Git-Fu: reposurgeon

detunized profile image Dmitry Yakimenko ・3 min read

In a comment to my previous post Harvey Thompson mentioned a tool called reposurgeon that is supposed to take care of the exact problem I had (merging a bunch of Git repos). I installed it and tried it out. I won't keep you in suspense here, it didn't work for me.

I spent a bunch of time going through the giant documentation page, which seems to be both detailed and vague at the same time. It feels too formal and yet doesn't give you a good idea what the whole thing is about. There's a lot of terminology that is unique to this tool and not a lot of introduction into the lingo. There are very few examples of anything. No quick start section with trivial cases covered. Quite difficult to figure out where to start. I also didn't find a lot of resources online. Hardly any, actually. Not many people seem to use this tool.

I'm sure reposurgeon is a beast. It seems to have more commands and switches than git, openssl and mogrify combined. It has a query language that makes Oracle green with envy. But for the life of me, I couldn't figure out how to use any of it. It's just not intuitive at all. Some commands are pretty arbitrary, like append, that lets you append text to the commit message. Yet, there's no prepend.

The query language is quite obscure and doesn't resemble anything I'm familiar with. Here's an example from the docs:

define lastchange {
    @max(=B & [/ChangeLog/] & /{0}/B)? list

And the description:

List the last commit that refers to a ChangeLog file containing a specified string. (The trick here is that ? extends the singleton set consisting of the last eligible ChangeLog blob to its set of referring commits, and listonly notices the commits.)

That makes zero sense to me, though I've spent quite a bit of time trying to understand the docs.

To me this looks like a well run project. It seems to have good pace of releases, vast and detailed documentation, clean and documented source code (I wouldn't put everything in one 21k line file though).

What I think went wrong is that it's got too many very specific features and it tries to handle everything. Probably the author(s) have been spending too much time in their silo perfecting and adding features to their software.

I think they should have been spending more time on Stack Overflow answering questions about reposurgeon, writing introduction to the tool and blogging about it. I understand this tool is pretty niche and is designed for some very special use cases, but that should not mean "experts only". A casual user should not be intimidated by the advanced features right away. It should be possble to do a trivial conversion with some minimal command set.

— Given data —
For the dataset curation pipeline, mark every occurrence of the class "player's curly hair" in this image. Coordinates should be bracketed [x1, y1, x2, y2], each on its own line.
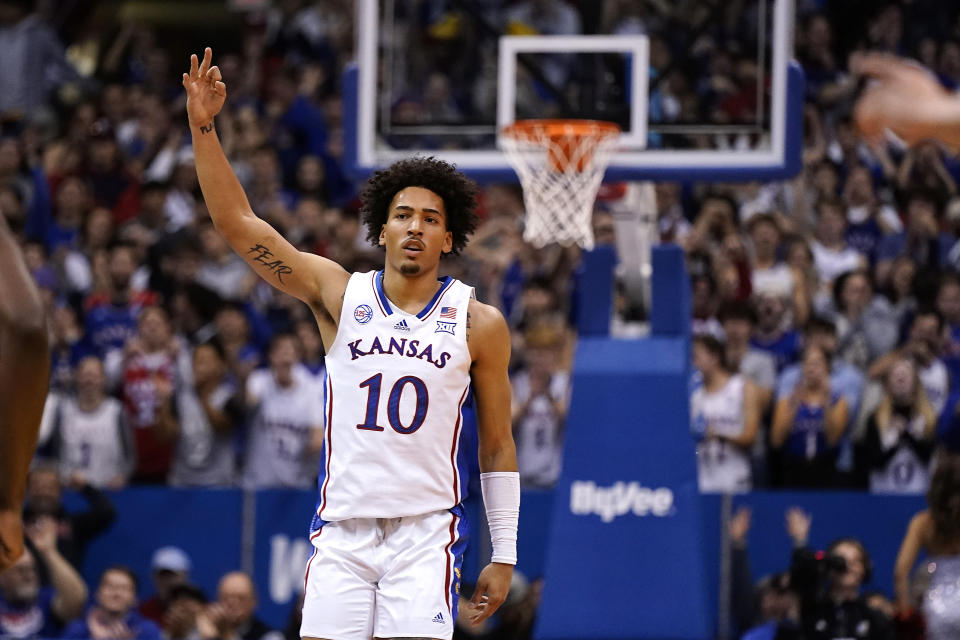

— Written tasks —
• A. Using the post about reposurgeon, say whether each statement agrees with it, answering yes or no and quoting the words that decide it: (i) The writer found many online resources about the tool. (ii) The writer would keep the source code in a single 21k line file. (iii) reposurgeon lacks a prepend command to go with append.
• B. Write the next part of the post about reposurgeon, picking up after its final sentence.

— Outputs in order —
• A.
(i) No: "I also didn't find a lot of resources online."
(ii) No: "I wouldn't put everything in one 21k line file though"
(iii) Yes: "Yet, there's no prepend."

• B.
Look at Git. I know it's a train wreck of a user experience. It's got commands for everything. Mastering Git could take a lifetime. But if you stick to pull-add-commit-push workflow, it's not that bad. Powerful, shouldn't mean unapproachable.


Editor guide
610yesnolovely profile image
Harvey Thompson

Yes, I also had similar issues with trying to learn reposurgeon.

In the end it was "easier" (perhaps not faster, but less headaches) to use git commands and lots of google/StackOverflow searching.

What I did take from reading up on reposurgeon is that it's a good idea to iterate on a solution:

  • Set of scripts checked into a seperate git repository.
  • The scripts start with the source unmerged git repositories and nothing else.
  • The scripts never modify the source umerged git repositories.
  • The scripts product is a merged git repository.

I ended up iterating on a Makefile which contained various git commands to take the source repositories (I think there were 13?).

At each step I added more git commands to filter commits, add branches and tags, add commit messages to map original commits to new commits, etc.

Once I was fairly happy with the result, I started trying to use the merged repo, found a few mistakes and had to rebuild it from scratch again, and keep iterating.

Took under a week to do, and theoretically I could run that script again at any time (with possible fixes) to produce an alternative branch, if I ever find issues.

It's indeed a shame that reposurgeon is super-niche. I suspect that's why the author charges consultancy fees (which is fair enough).

detunized profile image
Dmitry Yakimenko Author

Yeah, I also iterate on scripts and use git to keep track of progress. I don't do mkdir ... anymore for new projects, I just say git init ....

qm3ster profile image
Mihail Malo

I needed to merge 5 git repos into a monorepo this weekend, and I felt like being fancy and keeping history (wasn't strictly necessary in this case), so I just did this by hand: saintgimp.org/2013/01/22/merging-t...

It wasn't too bad.

netmailgopi profile image
Gopi Ravi

The link is broken

qm3ster profile image
Mihail Malo

Thank you!
Not anymore :D

jessekphillips profile image
Jesse Phillips

From the documentation it sounds like a tool for someone who manages database translations and history pruning as their career.

detunized profile image
Dmitry Yakimenko Author

Clearly not me =)